Z racji tego że na moim ulubionym forum dotyczącym Derbi nie było jeszcze poradnika związanego z wymianą wału łożysk i wszystkim co się z tym wiąże razem z Balikiem postanowiliśmy coś takiego stworzyć. Z góry zaznaczam że miał być to mega dokładny poradnik i tydzień temu przy składaniu silnika z części pierwszych mieliśmy ponad 150 fotek, wyjmowanie z ramy rozpolowienie, wyjecie skrzyni, składanie skrzyni, wymiana łożysk simeringów dosłownie wszystko niestety fotki przepadły, jednak dysponuje skromnym zbiorem fotek z moich prac przy derbiku z zeszłych wakacji i postanowiłem mimo wszystko wykonać tutorial. Mam nadzieję że udało mi się opisać to wszystko najdokładniej (haha i te moje boskie opisy zdjęć wykonane w paincie) i jak najjaśniej tak żeby każdy to skumał.
Zapraszam do lektury

Pierwszą czynnością jest oczywiście spuszczenie oleju z silnika. odkręcamy dwie śruby spustowe pod silnikiem i w dolnym rogu pokrywy sprzęgła. następnie spuszczamy płyn z układu chłodzenia, odczepiamy wszystkie linki, zdejmujemy łańcuch, odpinamy zapłon, odkręcamy wydech i wyjmujemy gaźnik. Potem odkręcamy mocowania silnika, polecam zacząć od postawienia motoru na krześle lub jakimś stojaku. Następnie odkręcamy mocowanie wspólne z wachaczem potem następne dwa i wyjmujemy engine z ramy.

:: Wykaz ::
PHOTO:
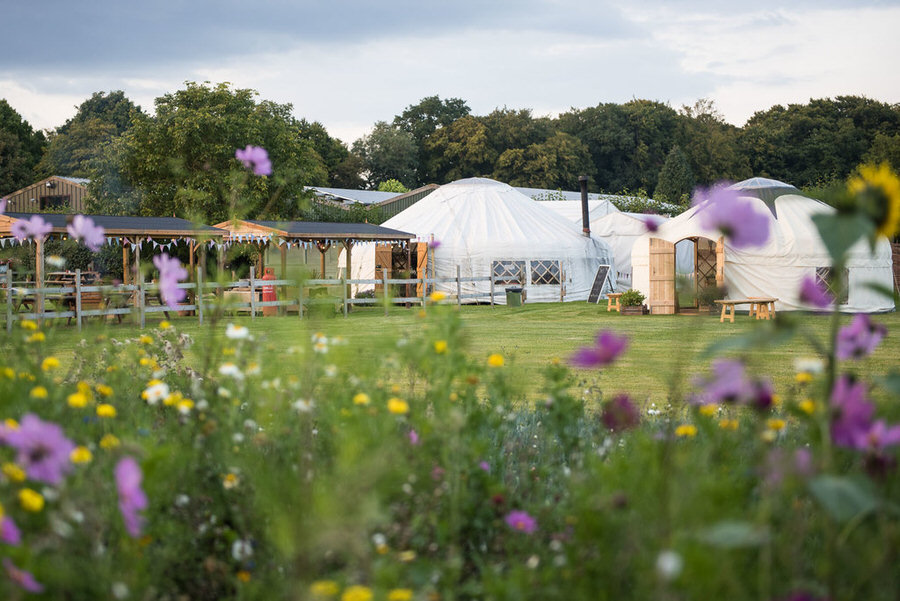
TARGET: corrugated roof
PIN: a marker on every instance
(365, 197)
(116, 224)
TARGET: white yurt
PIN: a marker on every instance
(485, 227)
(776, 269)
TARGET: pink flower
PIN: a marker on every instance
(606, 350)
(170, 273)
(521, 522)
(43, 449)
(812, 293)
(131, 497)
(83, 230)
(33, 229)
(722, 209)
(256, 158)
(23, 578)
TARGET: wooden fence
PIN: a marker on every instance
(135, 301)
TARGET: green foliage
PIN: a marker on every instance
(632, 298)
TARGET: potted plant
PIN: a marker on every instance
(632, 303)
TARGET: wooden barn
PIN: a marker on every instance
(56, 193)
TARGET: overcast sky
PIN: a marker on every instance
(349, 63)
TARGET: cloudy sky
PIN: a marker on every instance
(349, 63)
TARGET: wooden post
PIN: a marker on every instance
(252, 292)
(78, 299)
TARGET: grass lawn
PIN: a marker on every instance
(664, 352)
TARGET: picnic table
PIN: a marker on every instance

:: Twoje zadanie ::
Jaka jest pierwsza czynność według poradnika o wymianie wału i łożysk w Derbi?

:: Twoja odpowiedź ::
Spuszczenie oleju z silnika.